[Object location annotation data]
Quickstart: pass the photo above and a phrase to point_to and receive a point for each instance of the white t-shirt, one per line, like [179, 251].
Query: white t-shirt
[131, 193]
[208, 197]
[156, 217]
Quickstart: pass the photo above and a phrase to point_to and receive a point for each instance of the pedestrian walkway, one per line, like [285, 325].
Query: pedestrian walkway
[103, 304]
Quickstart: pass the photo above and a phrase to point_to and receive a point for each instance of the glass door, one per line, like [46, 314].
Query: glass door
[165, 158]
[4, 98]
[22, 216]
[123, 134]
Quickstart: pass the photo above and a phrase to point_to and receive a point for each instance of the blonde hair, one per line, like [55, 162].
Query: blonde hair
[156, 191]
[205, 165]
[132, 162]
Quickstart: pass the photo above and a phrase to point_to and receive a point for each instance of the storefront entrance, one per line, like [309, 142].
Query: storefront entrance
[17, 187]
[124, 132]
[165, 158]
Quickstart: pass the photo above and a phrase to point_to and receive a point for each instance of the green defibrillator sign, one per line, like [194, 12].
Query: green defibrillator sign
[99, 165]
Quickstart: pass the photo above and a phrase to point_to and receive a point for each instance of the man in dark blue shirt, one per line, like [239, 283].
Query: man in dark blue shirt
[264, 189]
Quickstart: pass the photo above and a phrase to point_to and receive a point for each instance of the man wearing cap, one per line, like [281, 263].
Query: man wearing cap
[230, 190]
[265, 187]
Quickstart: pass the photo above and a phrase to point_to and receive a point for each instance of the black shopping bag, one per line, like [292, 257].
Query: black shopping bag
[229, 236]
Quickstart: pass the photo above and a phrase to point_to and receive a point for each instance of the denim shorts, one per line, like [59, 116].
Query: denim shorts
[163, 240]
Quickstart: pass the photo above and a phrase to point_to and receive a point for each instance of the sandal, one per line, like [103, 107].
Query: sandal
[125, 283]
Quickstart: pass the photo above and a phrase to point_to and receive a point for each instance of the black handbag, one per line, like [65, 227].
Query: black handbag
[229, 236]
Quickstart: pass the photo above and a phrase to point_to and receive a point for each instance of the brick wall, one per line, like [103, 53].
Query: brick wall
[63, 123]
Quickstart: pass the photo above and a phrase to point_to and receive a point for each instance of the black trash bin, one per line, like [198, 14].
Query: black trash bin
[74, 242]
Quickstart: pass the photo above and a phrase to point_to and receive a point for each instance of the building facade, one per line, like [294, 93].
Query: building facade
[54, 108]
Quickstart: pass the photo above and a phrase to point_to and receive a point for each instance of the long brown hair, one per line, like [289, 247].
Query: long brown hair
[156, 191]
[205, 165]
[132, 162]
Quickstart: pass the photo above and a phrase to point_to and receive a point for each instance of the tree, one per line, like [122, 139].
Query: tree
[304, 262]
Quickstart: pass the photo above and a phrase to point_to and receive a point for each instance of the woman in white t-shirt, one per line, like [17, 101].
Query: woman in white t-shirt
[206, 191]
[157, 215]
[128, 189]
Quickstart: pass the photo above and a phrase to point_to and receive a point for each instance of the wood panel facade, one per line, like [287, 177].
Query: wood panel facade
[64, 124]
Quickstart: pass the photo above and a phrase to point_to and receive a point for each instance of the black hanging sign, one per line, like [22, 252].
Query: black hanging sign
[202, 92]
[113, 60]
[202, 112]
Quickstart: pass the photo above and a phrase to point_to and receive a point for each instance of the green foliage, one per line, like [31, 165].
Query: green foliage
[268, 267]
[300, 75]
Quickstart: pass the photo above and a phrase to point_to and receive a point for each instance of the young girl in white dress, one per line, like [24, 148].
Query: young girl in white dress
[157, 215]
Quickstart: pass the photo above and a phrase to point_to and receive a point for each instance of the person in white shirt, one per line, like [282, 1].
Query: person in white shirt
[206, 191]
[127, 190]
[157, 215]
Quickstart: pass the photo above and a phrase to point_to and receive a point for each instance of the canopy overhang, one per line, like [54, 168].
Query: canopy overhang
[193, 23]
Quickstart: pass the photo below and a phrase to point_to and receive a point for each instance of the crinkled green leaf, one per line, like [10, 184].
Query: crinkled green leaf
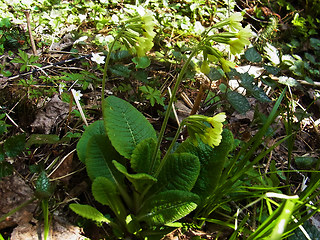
[99, 156]
[247, 81]
[140, 181]
[125, 125]
[212, 161]
[88, 212]
[105, 192]
[14, 145]
[96, 128]
[167, 207]
[238, 102]
[141, 157]
[180, 172]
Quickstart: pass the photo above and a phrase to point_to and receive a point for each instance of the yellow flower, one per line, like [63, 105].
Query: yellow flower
[143, 45]
[234, 21]
[205, 68]
[244, 34]
[236, 46]
[208, 129]
[148, 25]
[226, 65]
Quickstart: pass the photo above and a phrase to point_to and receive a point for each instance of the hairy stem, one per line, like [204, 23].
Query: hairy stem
[166, 117]
[107, 63]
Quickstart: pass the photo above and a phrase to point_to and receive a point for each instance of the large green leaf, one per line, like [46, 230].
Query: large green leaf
[180, 172]
[96, 128]
[168, 206]
[125, 125]
[141, 157]
[88, 212]
[140, 181]
[212, 161]
[99, 156]
[105, 192]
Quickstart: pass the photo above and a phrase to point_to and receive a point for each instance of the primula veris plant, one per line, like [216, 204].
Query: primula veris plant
[120, 149]
[122, 152]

» **Set problem**:
The records above must be printed exactly; the pictures stay out.

» **Result below**:
Quickstart: pass the photo above and a phrase to point_to and receive a point for each instance of the white t-shirt, one per line, like [179, 251].
Query: white t-shirt
[131, 193]
[208, 197]
[156, 217]
Quickstart: pass the photo above and a phrase to point_to and receive a point for each instance of the pedestrian walkway, one per line, like [285, 325].
Query: pedestrian walkway
[103, 304]
Quickstart: pass the photo above and a phrase to point_to and receive a point for each instance of the glass door, one per line, like [46, 314].
Query: glass door
[165, 158]
[4, 98]
[22, 216]
[123, 134]
Quickstart: pass the photo above and a phrase to point_to and receive a point for each instance of the blonde hair, one per line, like [55, 162].
Query: blonde hair
[156, 191]
[205, 165]
[132, 162]
Quickstart: pass the photo above and a phrase to point_to and receive a point for each instance of the storefront entrance, one per line, like [309, 142].
Query: storefront entrance
[17, 187]
[124, 132]
[165, 158]
Quickstart: pass the photo above and a phrase to point_to and receive a point for each instance of the green defibrillator sign, one per line, like [194, 12].
Query: green defibrillator sign
[99, 165]
Quickstart: pass the photo above and a phrase to point_to and receive a point for each instance of the man in dark blue shirt, one per line, like [239, 283].
Query: man in dark blue shirt
[264, 189]
Quickstart: pass the photo above and a phrase to point_to and receive a point for each instance of the man wearing cap, one per line, like [281, 263].
Query: man wearing cap
[230, 190]
[265, 187]
Quickstart: pass the photo above and a phrase to point_to and receive a point for each instance of the black shopping bag, one per line, like [292, 257].
Query: black shopping bag
[229, 236]
Quickstart: pass the photo above and a phrase to point_to and receive a point for each instance of the denim shorts, one per line, like [59, 116].
Query: denim shorts
[163, 240]
Quickstart: pass the photo above and a phrase to point_to and receive a point for each instance of the sandal, one per line, like [103, 107].
Query: sandal
[125, 283]
Quickstart: pass the photo above and a phrase to point_to and receive a point for each instance of the black handbag, one per line, like [65, 227].
Query: black handbag
[229, 236]
Quickstart: pass the photo above and a phrase to point_to and receive a point for each instance of the brick wall, one per line, like [103, 53].
Query: brick wall
[63, 123]
Quickstart: pass the photo above and a phrase to point_to and receive a point for each instance of the black trash bin, one per line, like [198, 14].
Query: black trash bin
[74, 242]
Quickstart: pass the photo above and a phrase to point_to and receive a point for each instance of the building facade, one per line, like [294, 93].
Query: building facade
[54, 108]
Quickstart: pass the photo above and a phrase to point_to and receive a point for each instance of the long brown hair, one per line, like [289, 247].
Query: long brown hair
[156, 191]
[205, 165]
[132, 162]
Quickstart: pass the photo above and a phrase to point_to and receive a point for each instance of the tree, one per line, like [122, 139].
Query: tree
[304, 262]
Quickstart: pass the photo above and a phrase to point_to and receive a point for each instance of the woman in white t-shirt, one per line, like [17, 101].
Query: woman in white t-shirt
[206, 191]
[157, 215]
[128, 189]
Quickstart: pass the photo above and a phrase to point_to and receive a point for each instance of the wood panel facade, one per line, like [287, 177].
Query: wood panel facade
[64, 124]
Quickstart: pass the photo above and a phrase to point_to and receive a point for each instance of the black hanging sign, one per line, like [22, 252].
Query: black hanging sign
[202, 92]
[113, 60]
[202, 112]
Quickstart: pass the photo above and a phrase to point_to and receive a point for each instance of the green foliage, one per line, like [31, 165].
Query: green foliage
[268, 267]
[300, 75]
Quickstart: pass the photo above and a phrase to point_to and receive a point for each instance of the young girl in white dress, one per line, like [24, 148].
Query: young girl in white dress
[157, 215]
Quickstart: pass the photo above and a phrase to point_to and receive a point for each instance of the person in white shirt, one per line, like [282, 1].
Query: person in white shirt
[206, 191]
[127, 190]
[157, 215]
Quickstart: pass the photo above and a phrase to point_to and receive a point for each instance of the canopy overhang, one per line, like [54, 168].
Query: canopy overhang
[193, 23]
Quickstart: pass the photo below and a phrase to point_to and receive a point for each instance of the crinkled green leaf, one per line, like [10, 184].
Query: crinkled green leaf
[99, 156]
[247, 81]
[140, 181]
[125, 125]
[212, 161]
[88, 212]
[105, 192]
[14, 145]
[96, 128]
[167, 207]
[238, 102]
[141, 157]
[180, 172]
Quickstart: pass the photo above and a phrase to point_to and receive a point for each instance of the yellow flower, one per line, like [63, 105].
Query: yellow flower
[143, 45]
[234, 21]
[205, 68]
[244, 34]
[236, 46]
[208, 129]
[148, 25]
[226, 65]
Quickstart: pass the photo above and a phrase to point_to and receive a point for each instance of the hairy stem, one per line, like [204, 23].
Query: hairy stem
[166, 117]
[107, 63]
Quickstart: pass the photo above and a phrase to point_to and receive a point for each instance of the large green leaf, one per line, like [46, 230].
Query: large green leaf
[180, 172]
[96, 128]
[168, 206]
[125, 125]
[141, 157]
[88, 212]
[140, 181]
[212, 161]
[99, 156]
[105, 192]
Quickstart: pass the photo above and a phrase to point_to and receive a point for each instance of the primula veris plant, one per line, like [216, 204].
Query: primula veris plant
[120, 149]
[122, 152]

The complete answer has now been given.